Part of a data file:

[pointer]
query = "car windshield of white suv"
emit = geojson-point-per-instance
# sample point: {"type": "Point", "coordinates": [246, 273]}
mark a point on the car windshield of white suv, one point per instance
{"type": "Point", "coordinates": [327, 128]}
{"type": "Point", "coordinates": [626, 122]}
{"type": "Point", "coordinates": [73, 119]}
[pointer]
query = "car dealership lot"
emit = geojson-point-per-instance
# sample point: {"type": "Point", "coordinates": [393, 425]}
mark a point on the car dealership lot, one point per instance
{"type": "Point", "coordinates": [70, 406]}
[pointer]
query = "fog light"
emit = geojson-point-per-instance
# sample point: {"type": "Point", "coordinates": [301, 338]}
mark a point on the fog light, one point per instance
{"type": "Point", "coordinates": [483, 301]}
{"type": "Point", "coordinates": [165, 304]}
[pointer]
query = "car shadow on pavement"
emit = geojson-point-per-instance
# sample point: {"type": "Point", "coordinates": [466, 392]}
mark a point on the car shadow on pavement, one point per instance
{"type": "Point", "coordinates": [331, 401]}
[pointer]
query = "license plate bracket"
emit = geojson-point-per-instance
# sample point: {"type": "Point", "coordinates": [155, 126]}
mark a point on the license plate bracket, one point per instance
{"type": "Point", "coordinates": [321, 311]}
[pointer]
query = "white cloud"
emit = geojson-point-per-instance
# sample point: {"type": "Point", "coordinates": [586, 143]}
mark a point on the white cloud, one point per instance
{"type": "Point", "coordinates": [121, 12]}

YOUR GOAL: From the records above, extract every entry verbatim.

RESULT OF THE EXERCISE:
[pointer]
query = "car windshield of white suv"
emit = geojson-point-per-instance
# sample point: {"type": "Point", "coordinates": [246, 273]}
mark a point on the car windshield of white suv, one point per instance
{"type": "Point", "coordinates": [327, 128]}
{"type": "Point", "coordinates": [626, 122]}
{"type": "Point", "coordinates": [73, 119]}
[pointer]
query = "car dealership lot"
emit = geojson-point-per-instance
# sample point: {"type": "Point", "coordinates": [393, 425]}
mark a point on the car dealership lot, one point per instance
{"type": "Point", "coordinates": [70, 406]}
[pointer]
query = "fog light"
emit = geojson-point-per-instance
# sample point: {"type": "Point", "coordinates": [301, 338]}
mark a point on the fog light, one point per instance
{"type": "Point", "coordinates": [483, 301]}
{"type": "Point", "coordinates": [165, 304]}
[pointer]
query = "car shadow on pavement"
emit = geojson-point-per-instance
# sample point: {"type": "Point", "coordinates": [466, 392]}
mark a point on the car shadow on pavement, one point per instance
{"type": "Point", "coordinates": [331, 401]}
[pointer]
query = "license plate bracket"
emit = geojson-point-per-instance
# sample point: {"type": "Point", "coordinates": [155, 126]}
mark a point on the license plate bracket, one point per instance
{"type": "Point", "coordinates": [321, 311]}
[pointer]
query = "white cloud"
emit = geojson-point-per-instance
# sample point: {"type": "Point", "coordinates": [586, 143]}
mark a point on the white cloud, one point per instance
{"type": "Point", "coordinates": [121, 12]}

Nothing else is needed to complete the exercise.